[Data items]
▼▼▼
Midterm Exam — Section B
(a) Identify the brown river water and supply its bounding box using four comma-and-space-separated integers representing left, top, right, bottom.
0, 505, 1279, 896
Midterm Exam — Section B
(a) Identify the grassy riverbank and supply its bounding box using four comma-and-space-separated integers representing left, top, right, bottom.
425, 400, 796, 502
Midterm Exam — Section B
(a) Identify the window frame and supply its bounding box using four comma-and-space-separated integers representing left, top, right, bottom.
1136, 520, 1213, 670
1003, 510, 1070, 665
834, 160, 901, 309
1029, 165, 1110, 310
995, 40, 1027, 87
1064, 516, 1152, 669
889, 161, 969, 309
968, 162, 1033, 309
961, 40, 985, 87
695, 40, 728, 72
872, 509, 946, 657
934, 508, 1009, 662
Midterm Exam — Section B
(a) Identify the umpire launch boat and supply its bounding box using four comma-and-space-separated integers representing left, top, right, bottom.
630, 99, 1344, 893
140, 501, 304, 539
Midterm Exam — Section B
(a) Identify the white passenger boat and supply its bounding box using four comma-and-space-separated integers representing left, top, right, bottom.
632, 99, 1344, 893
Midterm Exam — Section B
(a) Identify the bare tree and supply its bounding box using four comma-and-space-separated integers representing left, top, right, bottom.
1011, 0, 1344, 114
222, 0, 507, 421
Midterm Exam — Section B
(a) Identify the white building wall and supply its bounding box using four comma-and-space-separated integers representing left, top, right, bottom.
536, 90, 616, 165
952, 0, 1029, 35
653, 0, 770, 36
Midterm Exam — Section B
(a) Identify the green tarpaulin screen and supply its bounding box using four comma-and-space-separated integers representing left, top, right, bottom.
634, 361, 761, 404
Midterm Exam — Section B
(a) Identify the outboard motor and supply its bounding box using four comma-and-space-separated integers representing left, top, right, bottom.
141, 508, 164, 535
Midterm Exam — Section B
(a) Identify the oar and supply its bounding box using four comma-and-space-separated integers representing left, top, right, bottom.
▲▲▲
# [INSTRUCTIONS TO FOLLOW]
Turn everything from the start of the items down to and including the line containing "425, 400, 796, 502" into a two-column CSV with the headers text and answer, one row per item. Put each item's text and its answer in one quoted field apiece, replacing line breaks with spaces.

# [ANSWER TO THIS PROBLEM]
text,answer
"Midterm Exam — Section B (a) Identify the brown river water and supply its bounding box using four comma-and-space-separated integers representing left, top, right, bottom.","0, 505, 1279, 896"
"Midterm Exam — Section B (a) Identify the grassy riverbank and supply its bounding box using four comma-and-space-separated integers representing left, top, right, bottom.","425, 400, 796, 502"